» **What is needed**
Show each line in the entries below that contains the word "black", copied in full.

» **Records shown**

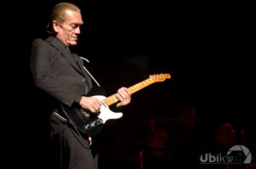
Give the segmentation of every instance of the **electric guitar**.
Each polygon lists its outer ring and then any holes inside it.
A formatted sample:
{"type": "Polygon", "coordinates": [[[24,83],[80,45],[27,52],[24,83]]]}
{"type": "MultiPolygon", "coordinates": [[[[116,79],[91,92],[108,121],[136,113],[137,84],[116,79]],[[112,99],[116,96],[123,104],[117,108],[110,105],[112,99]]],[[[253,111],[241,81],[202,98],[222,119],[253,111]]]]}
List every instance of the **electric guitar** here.
{"type": "MultiPolygon", "coordinates": [[[[132,94],[154,82],[164,82],[166,79],[170,78],[170,74],[152,75],[148,79],[130,87],[128,90],[132,94]]],[[[79,132],[87,135],[95,135],[101,132],[107,121],[119,119],[123,116],[123,113],[113,112],[108,108],[108,106],[119,101],[116,97],[116,93],[108,98],[103,95],[87,94],[86,96],[88,95],[96,97],[102,102],[100,112],[91,113],[82,109],[79,104],[72,107],[61,104],[65,115],[79,132]]]]}

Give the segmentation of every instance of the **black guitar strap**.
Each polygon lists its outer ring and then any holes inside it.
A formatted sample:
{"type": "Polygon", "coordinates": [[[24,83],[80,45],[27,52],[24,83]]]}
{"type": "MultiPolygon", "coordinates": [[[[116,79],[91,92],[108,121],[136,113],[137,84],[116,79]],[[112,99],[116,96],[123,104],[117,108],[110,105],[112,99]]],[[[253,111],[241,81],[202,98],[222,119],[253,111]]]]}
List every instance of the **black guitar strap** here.
{"type": "MultiPolygon", "coordinates": [[[[90,61],[85,58],[83,58],[80,56],[80,59],[82,59],[83,60],[85,60],[87,63],[90,63],[90,61]]],[[[93,77],[93,76],[89,72],[89,70],[84,66],[84,69],[88,73],[88,75],[91,77],[91,79],[96,83],[96,85],[98,87],[101,87],[101,85],[98,83],[98,82],[93,77]]]]}

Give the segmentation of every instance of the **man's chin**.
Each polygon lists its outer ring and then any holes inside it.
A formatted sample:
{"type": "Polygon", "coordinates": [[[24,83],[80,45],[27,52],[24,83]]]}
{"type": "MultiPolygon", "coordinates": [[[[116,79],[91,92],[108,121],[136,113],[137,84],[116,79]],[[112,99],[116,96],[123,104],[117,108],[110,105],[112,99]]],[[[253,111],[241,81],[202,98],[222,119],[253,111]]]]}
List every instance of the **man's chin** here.
{"type": "Polygon", "coordinates": [[[72,41],[69,42],[69,46],[75,46],[77,44],[78,44],[78,42],[76,42],[76,41],[72,41]]]}

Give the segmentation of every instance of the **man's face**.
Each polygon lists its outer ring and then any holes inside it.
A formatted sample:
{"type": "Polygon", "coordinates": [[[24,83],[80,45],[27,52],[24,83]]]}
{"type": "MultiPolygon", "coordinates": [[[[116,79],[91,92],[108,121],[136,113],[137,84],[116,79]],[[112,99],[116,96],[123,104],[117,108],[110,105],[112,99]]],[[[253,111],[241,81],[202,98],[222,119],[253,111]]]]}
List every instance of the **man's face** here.
{"type": "Polygon", "coordinates": [[[66,20],[62,25],[54,21],[54,29],[57,33],[56,37],[67,46],[76,45],[80,34],[80,26],[83,23],[82,15],[79,12],[67,10],[66,20]]]}

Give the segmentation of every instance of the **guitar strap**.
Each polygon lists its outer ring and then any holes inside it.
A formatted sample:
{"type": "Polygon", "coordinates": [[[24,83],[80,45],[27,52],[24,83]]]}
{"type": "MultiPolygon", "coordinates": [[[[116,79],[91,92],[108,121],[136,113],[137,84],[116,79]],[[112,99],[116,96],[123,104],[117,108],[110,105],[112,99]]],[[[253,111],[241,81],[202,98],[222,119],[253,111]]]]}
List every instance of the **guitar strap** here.
{"type": "MultiPolygon", "coordinates": [[[[89,61],[87,59],[85,59],[85,58],[83,58],[83,57],[80,56],[80,59],[85,60],[87,63],[90,63],[90,61],[89,61]]],[[[88,70],[84,66],[83,66],[83,67],[84,67],[84,70],[88,73],[88,75],[91,77],[91,79],[96,83],[96,85],[97,85],[98,87],[101,87],[101,85],[100,85],[100,84],[98,83],[98,82],[92,76],[92,75],[89,72],[89,70],[88,70]]]]}

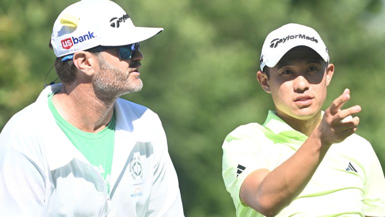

» **Answer to the problem**
Give the segmentation of every instance of the **black guitar strap**.
List every instance of the **black guitar strap** here.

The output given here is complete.